● Directive
Drop the pictures; give again exactly the lines from the one holding "-- sample [136,603]." through the end of the data.

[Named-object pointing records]
BEGIN

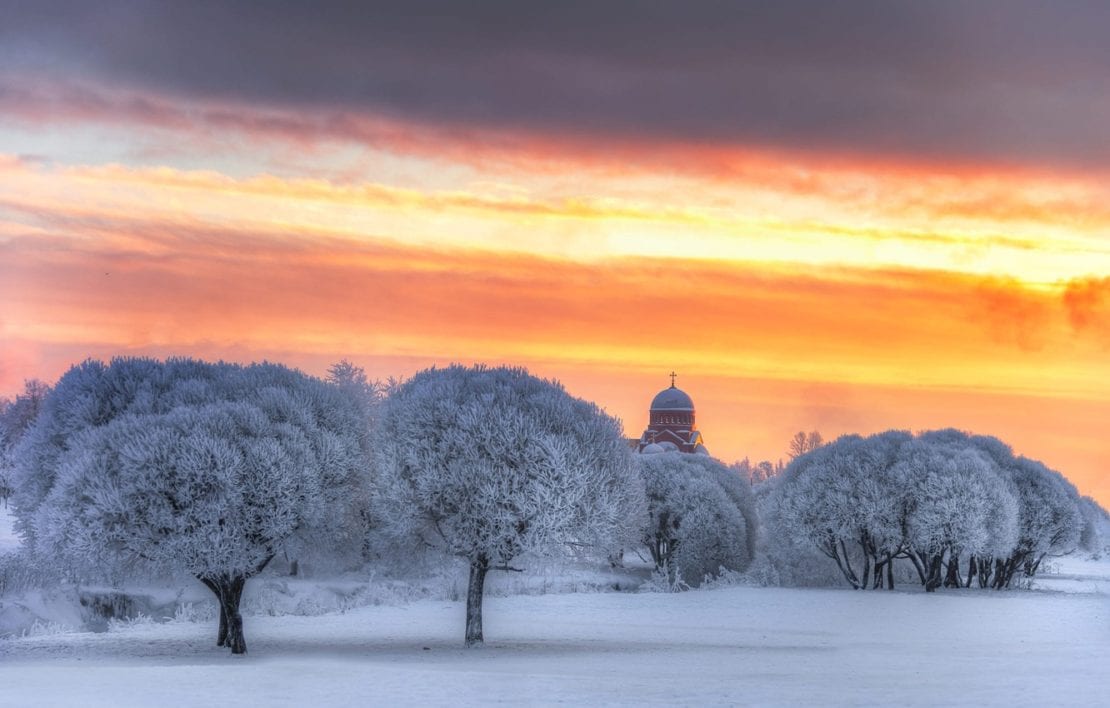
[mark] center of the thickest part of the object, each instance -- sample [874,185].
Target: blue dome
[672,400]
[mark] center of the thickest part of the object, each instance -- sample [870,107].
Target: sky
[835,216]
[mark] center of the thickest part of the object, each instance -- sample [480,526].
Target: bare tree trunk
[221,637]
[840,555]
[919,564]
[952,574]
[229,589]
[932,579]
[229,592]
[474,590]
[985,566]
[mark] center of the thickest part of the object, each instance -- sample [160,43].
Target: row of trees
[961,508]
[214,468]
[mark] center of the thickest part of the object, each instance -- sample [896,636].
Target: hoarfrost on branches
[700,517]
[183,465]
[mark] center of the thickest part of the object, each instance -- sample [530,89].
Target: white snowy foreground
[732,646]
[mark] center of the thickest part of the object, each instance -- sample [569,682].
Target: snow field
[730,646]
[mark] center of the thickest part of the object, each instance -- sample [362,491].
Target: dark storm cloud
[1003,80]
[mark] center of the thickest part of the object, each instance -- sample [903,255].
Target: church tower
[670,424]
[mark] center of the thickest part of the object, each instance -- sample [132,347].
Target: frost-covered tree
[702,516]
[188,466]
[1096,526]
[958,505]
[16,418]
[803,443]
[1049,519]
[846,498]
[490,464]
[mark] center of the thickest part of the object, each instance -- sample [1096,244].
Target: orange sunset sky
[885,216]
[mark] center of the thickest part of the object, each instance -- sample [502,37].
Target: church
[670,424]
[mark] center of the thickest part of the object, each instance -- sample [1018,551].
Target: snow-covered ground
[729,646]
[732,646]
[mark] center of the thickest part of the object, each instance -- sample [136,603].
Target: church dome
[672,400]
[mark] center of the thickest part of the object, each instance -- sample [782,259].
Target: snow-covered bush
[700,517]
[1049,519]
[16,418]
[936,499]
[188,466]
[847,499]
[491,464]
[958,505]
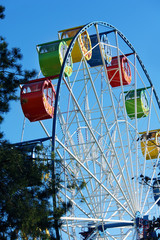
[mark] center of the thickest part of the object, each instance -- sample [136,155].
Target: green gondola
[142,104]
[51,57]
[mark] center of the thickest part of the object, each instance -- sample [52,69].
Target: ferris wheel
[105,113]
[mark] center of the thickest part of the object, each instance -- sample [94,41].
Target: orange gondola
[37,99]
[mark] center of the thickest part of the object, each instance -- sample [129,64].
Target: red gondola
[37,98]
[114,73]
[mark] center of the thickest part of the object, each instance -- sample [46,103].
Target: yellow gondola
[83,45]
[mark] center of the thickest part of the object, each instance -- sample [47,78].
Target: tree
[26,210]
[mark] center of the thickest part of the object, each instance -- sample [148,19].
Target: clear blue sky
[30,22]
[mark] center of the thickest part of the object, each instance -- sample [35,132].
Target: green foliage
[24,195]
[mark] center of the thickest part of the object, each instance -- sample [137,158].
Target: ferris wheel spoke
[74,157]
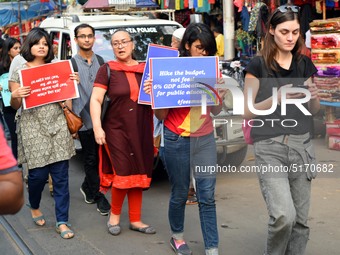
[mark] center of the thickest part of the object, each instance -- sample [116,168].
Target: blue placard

END

● Exercise output
[mark] center of the thickest part of the object, each instance -- sample [136,603].
Target: church dome
[672,400]
[mark] center of the thickest part of the object, each instance -- sample [782,259].
Target: snow-covered bush
[700,517]
[1049,519]
[16,418]
[936,499]
[188,466]
[847,499]
[491,464]
[958,505]
[mark] center of the thickest part of the object, each instance -- sample [136,155].
Target: green gondola
[142,104]
[51,57]
[mark] center of the thickest part of the object, each instance -- sample [52,69].
Target: ferris wheel
[105,113]
[mark] center of the thickest part of the object, each instance -- sample [94,41].
Target: orange gondola
[37,99]
[mark] center of the thickest part of the object, each instance -- sample [129,64].
Target: red gondola
[37,98]
[114,73]
[mark] center of the thickest part of the object, each instance -- sample [46,103].
Target: yellow gondola
[83,45]
[mark] center of the thickest part of the object, each instance -- sample [47,78].
Target: tree
[26,210]
[mark] center of the thickest part of the object, each instance -- sample [148,19].
Target: clear blue sky
[30,22]
[mark] center of the thickest part of the object, each instance -- sample [35,132].
Target: green foliage
[24,195]
[mark] center of the thickest part of the object, each instance -- sample [137,158].
Target: ferris wheel spoke
[74,157]
[mark] center of the thickest part of the object, each instance -- sample [116,168].
Target: blue placard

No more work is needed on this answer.